A calamidade demanda reação enérgica da sociedade. A todos, incluindo o agronegócio, interessa a defesa da região. Governadores, Congresso, empresariado e opinião pública podem e devem mobilizar-se contra retrocessos conduzidos pelo Executivo federal.

Cuidar da segurança externa – Editorial | O Estado de S. Paulo

Com dólares de sobra para cobrir a dívida externa e a balança comercial ainda no azul, o Brasil continua blindado contra choques, mas é preciso dar atenção a alguns sinais de alerta. As contas ficaram menos folgadas neste ano, as exportações perdem vigor, o cenário global permanece nublado e as projeções do comércio para 2020 são pouco otimistas. Neste ano o buraco nas transações correntes chegou a US$ 45,05 bilhões até novembro, com aumento de 27,18% em relação à marca de um ano antes. A piora resultou principalmente da redução do superávit comercial – uma queda de 26,39%, de US$ 47,07 bilhões para US$ 34,65 bilhões. Investidores e analistas costumam acompanhar com atenção as transações correntes, um importante indicador de segurança. Essas transações incluem três contas: a balança do comércio de bens, a de serviços e a de rendas. Geralmente no azul, o saldo comercial contrabalança em parte os déficits das duas outras contas. Também por isso é preciso seguir com cuidado o comércio de bens.

Em 2019, o ingresso líquido de US$ 69,11 bilhões de investimento direto cobriu com folga, como tem ocorrido há anos, o buraco das transações correntes, segundo o relatório mensal sobre o setor externo apresentado na sexta-feira passada pelo Banco Central (BC). Esse tipo de recurso, dirigido à atividade empresarial, é normalmente a melhor forma de financiamento das transações correntes, por ser a mais segura e a mais produtiva.

**EXPERIMENTE:** Edite a parte do excerto que começa em "A calamidade demanda" e termina em "pelo Executivo federal.", trocando "Executivo federal" por "governo federal". Os dados registrados não têm nenhum papel aqui.

Dados registrados
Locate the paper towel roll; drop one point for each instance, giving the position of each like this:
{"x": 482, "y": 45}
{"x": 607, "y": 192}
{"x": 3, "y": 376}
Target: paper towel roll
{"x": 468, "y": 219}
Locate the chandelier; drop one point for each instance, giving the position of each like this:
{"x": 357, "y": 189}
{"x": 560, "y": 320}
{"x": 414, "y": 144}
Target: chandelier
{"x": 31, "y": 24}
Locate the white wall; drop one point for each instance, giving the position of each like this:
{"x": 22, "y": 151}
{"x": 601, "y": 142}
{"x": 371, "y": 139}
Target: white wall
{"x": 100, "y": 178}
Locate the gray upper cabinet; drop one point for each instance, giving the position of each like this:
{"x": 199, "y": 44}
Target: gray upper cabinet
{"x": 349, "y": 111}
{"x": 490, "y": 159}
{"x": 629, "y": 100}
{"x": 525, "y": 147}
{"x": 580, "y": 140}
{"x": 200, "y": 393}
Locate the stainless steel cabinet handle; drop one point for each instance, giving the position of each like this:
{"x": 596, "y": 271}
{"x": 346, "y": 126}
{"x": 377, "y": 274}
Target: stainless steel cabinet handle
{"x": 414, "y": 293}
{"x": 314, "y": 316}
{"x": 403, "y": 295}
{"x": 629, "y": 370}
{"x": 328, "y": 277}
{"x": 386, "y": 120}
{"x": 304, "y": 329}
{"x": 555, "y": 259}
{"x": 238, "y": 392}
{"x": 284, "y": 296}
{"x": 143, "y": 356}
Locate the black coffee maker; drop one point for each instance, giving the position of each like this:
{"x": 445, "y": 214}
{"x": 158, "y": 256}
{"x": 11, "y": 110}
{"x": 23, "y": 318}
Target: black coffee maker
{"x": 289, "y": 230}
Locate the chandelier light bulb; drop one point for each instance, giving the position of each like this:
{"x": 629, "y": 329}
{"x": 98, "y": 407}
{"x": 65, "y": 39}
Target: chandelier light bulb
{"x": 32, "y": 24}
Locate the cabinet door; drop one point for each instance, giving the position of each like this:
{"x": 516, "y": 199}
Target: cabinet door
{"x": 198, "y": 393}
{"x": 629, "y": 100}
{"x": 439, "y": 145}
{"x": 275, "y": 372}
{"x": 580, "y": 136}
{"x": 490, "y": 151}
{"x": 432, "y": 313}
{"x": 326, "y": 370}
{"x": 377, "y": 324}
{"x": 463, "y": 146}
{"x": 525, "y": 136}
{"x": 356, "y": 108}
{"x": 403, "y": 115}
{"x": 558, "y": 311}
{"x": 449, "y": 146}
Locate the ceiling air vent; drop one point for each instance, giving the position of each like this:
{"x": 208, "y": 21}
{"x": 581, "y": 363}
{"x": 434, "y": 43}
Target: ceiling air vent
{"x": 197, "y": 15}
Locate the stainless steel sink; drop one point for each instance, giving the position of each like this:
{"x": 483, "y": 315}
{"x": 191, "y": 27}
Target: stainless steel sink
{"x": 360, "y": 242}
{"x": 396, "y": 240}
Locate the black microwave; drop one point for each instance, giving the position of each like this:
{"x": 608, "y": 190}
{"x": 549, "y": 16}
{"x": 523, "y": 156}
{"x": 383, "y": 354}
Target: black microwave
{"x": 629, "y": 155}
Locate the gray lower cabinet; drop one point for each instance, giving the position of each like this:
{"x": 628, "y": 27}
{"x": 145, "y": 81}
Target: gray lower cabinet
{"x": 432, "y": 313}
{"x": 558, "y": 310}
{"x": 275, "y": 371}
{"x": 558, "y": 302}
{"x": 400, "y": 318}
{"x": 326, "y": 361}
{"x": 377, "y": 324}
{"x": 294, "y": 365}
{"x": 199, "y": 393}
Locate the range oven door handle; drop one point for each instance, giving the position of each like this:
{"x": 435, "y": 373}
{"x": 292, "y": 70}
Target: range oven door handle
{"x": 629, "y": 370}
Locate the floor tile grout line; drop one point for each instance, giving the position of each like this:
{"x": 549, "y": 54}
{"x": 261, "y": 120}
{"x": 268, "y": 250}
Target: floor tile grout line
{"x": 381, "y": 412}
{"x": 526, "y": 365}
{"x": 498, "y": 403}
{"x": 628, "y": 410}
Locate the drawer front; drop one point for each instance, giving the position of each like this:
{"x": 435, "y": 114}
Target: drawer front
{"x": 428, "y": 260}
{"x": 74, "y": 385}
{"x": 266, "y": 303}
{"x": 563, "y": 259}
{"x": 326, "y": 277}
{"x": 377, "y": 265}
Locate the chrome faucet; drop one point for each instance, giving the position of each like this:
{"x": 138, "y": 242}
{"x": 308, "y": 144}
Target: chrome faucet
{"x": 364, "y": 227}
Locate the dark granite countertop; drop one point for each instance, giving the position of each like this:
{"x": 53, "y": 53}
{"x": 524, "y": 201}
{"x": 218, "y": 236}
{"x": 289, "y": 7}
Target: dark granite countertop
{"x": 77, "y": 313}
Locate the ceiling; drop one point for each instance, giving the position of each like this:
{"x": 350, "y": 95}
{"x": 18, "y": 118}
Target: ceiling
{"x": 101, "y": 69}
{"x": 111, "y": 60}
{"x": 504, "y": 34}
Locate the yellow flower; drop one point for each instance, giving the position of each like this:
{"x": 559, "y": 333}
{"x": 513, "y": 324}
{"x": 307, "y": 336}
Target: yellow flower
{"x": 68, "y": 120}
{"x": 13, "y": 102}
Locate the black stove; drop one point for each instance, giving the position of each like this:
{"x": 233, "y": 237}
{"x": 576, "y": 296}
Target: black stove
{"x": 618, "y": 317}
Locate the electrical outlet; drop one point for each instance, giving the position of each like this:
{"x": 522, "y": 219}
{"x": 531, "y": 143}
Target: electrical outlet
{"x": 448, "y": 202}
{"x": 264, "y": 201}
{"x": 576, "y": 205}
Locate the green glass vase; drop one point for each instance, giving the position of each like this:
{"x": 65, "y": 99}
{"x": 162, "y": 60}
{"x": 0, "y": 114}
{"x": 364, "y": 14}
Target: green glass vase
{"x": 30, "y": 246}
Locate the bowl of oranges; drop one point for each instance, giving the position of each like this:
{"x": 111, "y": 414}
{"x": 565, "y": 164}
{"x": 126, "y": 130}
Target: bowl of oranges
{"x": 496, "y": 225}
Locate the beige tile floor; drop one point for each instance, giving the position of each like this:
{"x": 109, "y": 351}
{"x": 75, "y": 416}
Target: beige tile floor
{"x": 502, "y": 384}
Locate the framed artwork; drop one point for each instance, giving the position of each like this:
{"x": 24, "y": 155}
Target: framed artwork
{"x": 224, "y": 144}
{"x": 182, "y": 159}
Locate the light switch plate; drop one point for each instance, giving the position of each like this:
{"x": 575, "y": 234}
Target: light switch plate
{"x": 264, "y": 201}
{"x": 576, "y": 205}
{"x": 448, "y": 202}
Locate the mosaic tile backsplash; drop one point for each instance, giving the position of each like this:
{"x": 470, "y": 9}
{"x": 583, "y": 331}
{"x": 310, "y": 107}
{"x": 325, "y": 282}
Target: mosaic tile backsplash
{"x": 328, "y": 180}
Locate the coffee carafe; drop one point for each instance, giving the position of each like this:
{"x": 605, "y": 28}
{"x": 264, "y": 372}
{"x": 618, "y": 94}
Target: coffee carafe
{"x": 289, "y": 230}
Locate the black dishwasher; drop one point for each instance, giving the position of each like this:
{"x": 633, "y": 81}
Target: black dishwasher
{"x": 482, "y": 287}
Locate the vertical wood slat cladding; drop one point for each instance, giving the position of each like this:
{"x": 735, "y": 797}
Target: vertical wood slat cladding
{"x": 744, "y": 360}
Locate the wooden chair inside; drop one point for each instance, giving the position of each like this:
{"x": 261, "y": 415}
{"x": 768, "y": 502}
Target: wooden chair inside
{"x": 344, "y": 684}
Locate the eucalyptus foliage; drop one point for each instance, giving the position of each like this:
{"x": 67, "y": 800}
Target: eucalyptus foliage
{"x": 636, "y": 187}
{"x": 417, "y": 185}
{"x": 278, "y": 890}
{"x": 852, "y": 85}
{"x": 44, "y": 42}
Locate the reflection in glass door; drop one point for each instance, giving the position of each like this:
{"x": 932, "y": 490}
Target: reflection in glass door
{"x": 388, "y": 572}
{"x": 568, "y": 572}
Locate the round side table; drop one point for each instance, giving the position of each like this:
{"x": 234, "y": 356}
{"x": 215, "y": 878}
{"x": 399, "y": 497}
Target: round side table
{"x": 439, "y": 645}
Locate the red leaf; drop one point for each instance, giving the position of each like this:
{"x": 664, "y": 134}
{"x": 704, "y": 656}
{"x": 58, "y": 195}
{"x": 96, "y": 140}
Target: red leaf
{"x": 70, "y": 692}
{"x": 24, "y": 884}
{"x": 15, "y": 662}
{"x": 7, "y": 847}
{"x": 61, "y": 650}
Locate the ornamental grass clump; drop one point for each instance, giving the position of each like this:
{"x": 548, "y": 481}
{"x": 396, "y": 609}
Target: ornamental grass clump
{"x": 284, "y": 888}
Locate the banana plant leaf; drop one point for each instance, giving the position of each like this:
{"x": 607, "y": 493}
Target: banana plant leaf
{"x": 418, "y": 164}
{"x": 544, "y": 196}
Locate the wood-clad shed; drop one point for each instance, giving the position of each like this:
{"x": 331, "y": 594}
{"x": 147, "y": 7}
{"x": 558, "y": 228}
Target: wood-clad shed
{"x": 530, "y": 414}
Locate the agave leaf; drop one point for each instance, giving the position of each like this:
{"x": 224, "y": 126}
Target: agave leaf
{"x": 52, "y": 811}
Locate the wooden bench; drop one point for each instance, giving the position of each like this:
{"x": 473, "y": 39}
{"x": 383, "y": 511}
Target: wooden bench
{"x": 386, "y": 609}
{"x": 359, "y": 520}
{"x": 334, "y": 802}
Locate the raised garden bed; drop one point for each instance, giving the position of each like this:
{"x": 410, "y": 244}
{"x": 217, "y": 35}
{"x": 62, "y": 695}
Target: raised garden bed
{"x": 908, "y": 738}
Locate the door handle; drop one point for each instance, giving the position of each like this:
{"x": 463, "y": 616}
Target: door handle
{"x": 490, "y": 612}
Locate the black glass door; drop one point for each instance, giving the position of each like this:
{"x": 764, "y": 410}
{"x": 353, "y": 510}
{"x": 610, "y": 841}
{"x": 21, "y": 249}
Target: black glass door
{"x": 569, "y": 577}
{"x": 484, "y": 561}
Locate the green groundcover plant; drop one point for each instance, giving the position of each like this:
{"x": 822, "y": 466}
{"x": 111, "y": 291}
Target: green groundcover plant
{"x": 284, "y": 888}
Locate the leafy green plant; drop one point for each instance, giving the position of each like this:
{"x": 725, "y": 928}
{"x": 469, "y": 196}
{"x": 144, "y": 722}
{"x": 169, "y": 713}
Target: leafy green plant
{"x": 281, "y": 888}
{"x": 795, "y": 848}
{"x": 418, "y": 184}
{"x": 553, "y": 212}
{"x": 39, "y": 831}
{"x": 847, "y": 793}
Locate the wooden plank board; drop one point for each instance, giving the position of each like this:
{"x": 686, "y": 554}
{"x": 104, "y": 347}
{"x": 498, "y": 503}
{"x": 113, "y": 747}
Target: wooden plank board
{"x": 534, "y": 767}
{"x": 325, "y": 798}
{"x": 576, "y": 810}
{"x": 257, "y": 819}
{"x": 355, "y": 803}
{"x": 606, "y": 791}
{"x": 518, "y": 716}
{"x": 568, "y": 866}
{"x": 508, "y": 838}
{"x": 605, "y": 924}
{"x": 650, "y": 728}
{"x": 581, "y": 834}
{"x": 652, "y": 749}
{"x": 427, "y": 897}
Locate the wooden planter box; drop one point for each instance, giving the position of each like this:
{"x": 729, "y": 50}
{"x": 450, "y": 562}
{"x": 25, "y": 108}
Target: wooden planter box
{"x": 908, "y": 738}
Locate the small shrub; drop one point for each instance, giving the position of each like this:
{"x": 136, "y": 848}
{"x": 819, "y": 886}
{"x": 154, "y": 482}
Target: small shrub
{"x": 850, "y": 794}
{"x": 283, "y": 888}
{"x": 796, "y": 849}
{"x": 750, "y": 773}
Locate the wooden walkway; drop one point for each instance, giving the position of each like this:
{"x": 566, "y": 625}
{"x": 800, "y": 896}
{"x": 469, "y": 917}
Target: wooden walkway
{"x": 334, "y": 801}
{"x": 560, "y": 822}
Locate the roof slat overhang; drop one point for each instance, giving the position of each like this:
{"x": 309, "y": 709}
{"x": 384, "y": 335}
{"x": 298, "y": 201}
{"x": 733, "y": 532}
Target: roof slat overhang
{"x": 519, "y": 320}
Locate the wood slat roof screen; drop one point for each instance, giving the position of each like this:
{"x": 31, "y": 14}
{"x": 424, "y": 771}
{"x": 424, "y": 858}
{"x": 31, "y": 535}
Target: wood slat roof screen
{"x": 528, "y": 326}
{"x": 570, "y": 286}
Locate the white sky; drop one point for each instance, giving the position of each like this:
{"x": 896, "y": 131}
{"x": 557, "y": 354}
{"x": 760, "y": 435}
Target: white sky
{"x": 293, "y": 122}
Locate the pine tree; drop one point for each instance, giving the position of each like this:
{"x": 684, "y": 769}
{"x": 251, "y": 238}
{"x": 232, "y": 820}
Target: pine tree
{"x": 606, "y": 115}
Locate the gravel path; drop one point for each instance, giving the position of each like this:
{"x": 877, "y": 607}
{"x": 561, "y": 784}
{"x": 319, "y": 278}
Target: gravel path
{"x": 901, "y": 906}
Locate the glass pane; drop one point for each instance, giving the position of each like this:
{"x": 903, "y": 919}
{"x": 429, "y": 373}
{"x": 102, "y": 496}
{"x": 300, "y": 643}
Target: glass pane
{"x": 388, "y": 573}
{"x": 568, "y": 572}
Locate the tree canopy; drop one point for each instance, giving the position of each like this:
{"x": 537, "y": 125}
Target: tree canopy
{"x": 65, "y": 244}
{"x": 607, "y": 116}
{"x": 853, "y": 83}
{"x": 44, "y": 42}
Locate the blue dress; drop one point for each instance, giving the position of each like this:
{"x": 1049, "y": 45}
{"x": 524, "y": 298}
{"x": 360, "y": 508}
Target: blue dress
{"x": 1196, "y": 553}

**RESPOSTA ESCRITA:**
A calamidade demanda reação enérgica da sociedade. A todos, incluindo o agronegócio, interessa a defesa da região. Governadores, Congresso, empresariado e opinião pública podem e devem mobilizar-se contra retrocessos conduzidos pelo governo federal.